To Return To The Subject Of East African Discovery.
Commodore Lushington
and Dr. Carter met in order to concert some measures for forwarding the
plans of a Somali Expedition.
It was resolved to associate three persons,
Drs. Carter and Stocks, and an officer of the Indian navy: a vessel was
also warned for service on the coast of Africa. This took place in the
beginning of 1851: presently Commodore Lushington resigned his command,
and the project fell to the ground.
The author of these pages, after his return from El Hajaz to Bombay,
conceived the idea of reviving the Somali Expedition: he proposed to start
in the spring of 1854, and accompanied by two officers, to penetrate _via_
Harar and Gananah to Zanzibar. His plans were favourably received by the
Right Hon. Lord Elphinstone, the enlightened governor of the colony, and
by the local authorities, amongst whom the name of James Grant Lumsden,
then Member of Council, will ever suggest the liveliest feelings of
gratitude and affection. But it being judged necessary to refer once more
for permission to the Court of Directors, an official letter bearing date
the 28th April 1854 was forwarded from Bombay with a warm recommendation.

**DATA RECORDS**.
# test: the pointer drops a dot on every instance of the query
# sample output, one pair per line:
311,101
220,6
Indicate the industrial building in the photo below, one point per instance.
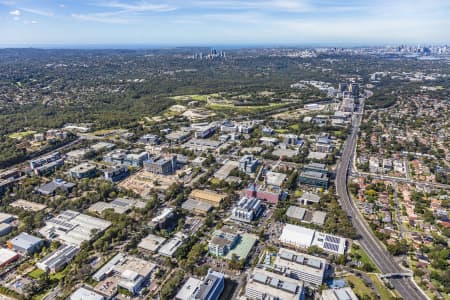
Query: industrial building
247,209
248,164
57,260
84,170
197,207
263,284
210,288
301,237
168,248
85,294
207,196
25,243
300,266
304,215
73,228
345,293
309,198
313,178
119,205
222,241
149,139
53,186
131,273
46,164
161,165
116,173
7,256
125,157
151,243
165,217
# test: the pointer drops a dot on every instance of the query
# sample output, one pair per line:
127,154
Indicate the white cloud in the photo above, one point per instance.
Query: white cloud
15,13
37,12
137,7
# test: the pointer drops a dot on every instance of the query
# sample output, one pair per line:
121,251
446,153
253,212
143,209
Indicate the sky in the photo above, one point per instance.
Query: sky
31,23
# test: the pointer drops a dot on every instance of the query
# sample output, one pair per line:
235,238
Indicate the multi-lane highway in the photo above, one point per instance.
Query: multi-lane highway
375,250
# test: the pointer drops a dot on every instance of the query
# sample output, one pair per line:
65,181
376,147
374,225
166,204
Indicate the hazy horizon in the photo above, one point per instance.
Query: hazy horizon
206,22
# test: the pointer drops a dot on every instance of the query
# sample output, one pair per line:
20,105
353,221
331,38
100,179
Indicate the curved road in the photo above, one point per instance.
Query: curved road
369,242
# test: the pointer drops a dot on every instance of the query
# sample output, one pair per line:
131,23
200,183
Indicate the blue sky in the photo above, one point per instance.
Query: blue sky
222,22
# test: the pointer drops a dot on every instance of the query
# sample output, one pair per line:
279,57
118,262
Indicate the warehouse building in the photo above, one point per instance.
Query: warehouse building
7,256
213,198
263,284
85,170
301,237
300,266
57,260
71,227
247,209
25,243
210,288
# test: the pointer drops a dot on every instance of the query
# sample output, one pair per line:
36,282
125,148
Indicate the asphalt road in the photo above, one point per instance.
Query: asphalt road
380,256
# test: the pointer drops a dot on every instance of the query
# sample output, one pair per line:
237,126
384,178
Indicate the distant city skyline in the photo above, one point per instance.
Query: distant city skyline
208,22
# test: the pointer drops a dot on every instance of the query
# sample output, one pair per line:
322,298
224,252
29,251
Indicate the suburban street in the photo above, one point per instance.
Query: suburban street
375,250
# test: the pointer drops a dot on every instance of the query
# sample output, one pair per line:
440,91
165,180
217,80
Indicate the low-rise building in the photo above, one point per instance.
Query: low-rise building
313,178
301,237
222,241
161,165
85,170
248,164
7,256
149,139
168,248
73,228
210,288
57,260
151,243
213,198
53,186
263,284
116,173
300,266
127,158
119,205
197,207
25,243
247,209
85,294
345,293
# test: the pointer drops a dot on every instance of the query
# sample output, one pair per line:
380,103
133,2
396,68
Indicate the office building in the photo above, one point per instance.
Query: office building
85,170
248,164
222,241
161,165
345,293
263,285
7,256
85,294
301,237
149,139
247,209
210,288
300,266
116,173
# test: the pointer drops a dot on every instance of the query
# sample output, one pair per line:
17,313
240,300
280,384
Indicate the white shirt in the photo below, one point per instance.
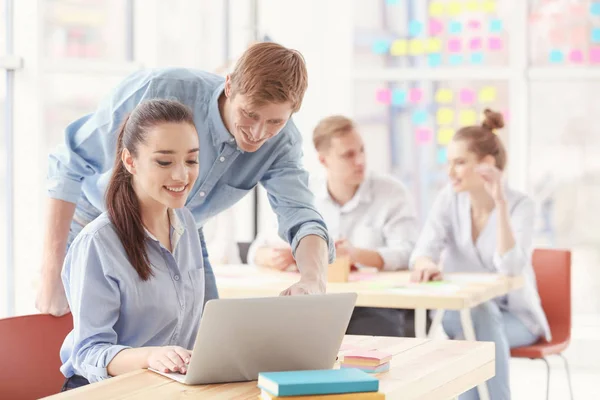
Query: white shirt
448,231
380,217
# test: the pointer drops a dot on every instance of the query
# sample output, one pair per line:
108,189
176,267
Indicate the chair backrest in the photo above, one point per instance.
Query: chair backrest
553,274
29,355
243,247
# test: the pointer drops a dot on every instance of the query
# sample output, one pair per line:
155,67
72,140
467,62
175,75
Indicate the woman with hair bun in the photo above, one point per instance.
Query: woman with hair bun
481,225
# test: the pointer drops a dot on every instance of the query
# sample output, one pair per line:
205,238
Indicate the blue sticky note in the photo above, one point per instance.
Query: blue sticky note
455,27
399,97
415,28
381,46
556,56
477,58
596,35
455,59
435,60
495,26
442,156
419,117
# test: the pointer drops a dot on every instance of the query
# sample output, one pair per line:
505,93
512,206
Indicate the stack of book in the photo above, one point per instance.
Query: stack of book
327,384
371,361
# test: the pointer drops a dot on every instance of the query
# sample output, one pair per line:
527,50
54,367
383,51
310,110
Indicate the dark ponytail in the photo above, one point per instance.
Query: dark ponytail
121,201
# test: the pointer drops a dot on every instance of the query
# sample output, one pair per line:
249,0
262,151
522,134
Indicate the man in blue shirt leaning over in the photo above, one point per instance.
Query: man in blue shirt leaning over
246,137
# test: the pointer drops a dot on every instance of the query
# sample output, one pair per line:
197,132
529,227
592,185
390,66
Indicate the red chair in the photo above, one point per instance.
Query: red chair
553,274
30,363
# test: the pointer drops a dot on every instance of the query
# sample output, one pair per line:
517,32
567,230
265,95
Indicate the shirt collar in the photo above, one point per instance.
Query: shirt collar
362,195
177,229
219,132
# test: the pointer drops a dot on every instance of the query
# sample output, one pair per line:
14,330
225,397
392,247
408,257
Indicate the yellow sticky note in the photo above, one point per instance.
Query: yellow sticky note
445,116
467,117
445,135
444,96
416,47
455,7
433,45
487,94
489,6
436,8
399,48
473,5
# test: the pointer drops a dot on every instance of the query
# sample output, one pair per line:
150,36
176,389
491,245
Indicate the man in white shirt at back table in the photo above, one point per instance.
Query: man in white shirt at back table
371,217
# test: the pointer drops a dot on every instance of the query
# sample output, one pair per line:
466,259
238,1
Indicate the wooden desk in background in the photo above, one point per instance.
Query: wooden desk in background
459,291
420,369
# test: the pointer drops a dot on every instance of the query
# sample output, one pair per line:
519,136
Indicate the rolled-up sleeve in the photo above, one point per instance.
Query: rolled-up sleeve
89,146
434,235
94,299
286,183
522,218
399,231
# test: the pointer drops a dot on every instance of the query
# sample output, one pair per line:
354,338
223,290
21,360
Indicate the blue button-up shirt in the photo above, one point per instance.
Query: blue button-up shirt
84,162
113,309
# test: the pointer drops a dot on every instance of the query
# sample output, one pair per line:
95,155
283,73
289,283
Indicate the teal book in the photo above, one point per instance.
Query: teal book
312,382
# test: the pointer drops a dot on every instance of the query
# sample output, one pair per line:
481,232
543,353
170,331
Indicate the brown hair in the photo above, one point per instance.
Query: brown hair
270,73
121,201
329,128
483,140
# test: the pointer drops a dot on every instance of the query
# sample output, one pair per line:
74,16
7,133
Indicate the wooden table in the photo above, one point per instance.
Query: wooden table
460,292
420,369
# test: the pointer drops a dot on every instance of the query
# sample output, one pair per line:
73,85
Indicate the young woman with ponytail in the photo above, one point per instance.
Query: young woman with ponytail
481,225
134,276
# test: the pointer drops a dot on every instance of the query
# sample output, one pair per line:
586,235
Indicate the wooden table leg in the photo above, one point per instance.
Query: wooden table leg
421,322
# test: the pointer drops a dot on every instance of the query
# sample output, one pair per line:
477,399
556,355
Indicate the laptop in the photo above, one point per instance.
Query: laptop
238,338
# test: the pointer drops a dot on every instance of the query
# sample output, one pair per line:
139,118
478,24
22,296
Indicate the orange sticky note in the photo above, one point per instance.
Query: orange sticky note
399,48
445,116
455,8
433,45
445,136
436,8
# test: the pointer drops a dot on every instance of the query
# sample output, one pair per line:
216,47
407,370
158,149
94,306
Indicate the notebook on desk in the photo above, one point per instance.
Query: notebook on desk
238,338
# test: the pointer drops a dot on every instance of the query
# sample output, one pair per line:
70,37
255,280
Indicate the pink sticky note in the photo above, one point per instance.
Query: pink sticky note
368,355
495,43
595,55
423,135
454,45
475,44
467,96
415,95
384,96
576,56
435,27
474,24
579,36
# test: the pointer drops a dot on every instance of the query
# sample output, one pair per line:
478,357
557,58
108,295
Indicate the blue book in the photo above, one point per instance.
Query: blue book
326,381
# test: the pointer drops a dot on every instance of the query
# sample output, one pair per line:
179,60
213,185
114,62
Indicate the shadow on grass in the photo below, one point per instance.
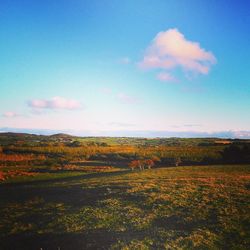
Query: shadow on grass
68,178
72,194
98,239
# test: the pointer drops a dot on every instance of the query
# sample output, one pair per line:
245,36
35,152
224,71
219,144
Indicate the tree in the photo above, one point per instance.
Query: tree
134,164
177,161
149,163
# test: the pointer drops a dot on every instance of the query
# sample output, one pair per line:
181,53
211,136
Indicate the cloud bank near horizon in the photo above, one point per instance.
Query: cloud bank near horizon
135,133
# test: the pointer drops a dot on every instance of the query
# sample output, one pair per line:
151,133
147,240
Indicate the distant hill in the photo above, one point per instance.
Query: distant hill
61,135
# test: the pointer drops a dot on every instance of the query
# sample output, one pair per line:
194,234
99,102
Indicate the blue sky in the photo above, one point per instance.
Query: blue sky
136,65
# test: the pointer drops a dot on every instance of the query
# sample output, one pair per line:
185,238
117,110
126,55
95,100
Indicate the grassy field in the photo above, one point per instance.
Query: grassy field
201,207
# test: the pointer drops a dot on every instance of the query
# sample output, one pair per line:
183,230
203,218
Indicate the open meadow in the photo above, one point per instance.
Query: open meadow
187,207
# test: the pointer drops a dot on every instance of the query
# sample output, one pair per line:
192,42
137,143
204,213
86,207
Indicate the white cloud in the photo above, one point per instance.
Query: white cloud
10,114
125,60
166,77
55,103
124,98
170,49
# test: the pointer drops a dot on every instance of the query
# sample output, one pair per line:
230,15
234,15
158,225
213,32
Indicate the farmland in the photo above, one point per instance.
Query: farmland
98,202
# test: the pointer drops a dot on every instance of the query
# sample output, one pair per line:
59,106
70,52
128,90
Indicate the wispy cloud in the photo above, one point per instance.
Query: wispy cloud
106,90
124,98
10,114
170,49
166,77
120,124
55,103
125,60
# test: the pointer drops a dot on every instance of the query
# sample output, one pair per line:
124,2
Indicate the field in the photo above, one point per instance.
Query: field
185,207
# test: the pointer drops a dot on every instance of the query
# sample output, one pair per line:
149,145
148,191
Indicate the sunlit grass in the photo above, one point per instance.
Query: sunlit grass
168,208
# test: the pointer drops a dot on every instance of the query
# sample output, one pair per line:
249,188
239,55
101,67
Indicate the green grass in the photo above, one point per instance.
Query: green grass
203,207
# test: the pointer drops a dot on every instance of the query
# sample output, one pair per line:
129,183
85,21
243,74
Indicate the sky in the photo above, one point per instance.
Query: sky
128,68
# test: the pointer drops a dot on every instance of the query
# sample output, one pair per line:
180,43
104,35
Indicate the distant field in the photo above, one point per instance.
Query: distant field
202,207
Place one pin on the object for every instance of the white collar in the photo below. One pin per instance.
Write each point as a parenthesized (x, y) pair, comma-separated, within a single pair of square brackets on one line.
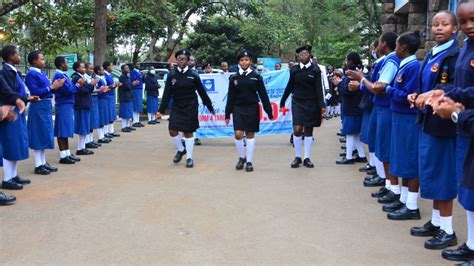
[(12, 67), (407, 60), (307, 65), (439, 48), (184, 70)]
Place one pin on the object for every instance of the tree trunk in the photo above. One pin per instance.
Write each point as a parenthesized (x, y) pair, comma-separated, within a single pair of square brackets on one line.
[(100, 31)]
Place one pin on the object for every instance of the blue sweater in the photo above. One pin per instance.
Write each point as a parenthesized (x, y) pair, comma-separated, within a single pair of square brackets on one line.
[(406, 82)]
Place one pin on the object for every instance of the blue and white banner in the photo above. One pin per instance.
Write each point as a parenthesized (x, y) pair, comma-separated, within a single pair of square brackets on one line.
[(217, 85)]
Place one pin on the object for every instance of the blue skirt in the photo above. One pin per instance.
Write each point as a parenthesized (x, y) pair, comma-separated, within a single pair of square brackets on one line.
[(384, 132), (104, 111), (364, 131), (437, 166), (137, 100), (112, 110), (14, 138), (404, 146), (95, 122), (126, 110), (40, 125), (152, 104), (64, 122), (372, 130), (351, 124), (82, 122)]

**EXERCISES**.
1. List every person the passage on East African discovery mentions by name.
2. Continue the passage on East African discovery after its final sentence.

**RESULTS FOR THE EXERCISE**.
1. Commodore Lushington, Dr. Carter, Dr. Stocks, the Right Hon. Lord Elphinstone, and James Grant Lumsden.

2.
Lieut. Herne of the 1st Bombay European Regiment of Fusileers, an officer
skilful in surveying, photography, and mechanics, together with the
writer, obtained leave, pending the reference, and a free passage to Aden
in Arabia. On the 23rd August a favourable reply was despatched by the
Court of Directors.
Meanwhile the most painful of events had modified the original plan. The
third member of the Expedition, Assistant Surgeon J. Ellerton Stocks,
whose brilliant attainments as a botanist, whose long and enterprising
journeys, and whose eminently practical bent of mind had twice recommended
him for the honors and trials of African exploration, died suddenly in the
prime of life. Deeply did his friends lament him for many reasons: a
universal favourite, he left in the social circle a void never to be
filled up, and they mourned the more that Fate had not granted him the
time, as it had given him the will and the power, to trace a deeper and
more enduring mark upon the iron tablets of Fame.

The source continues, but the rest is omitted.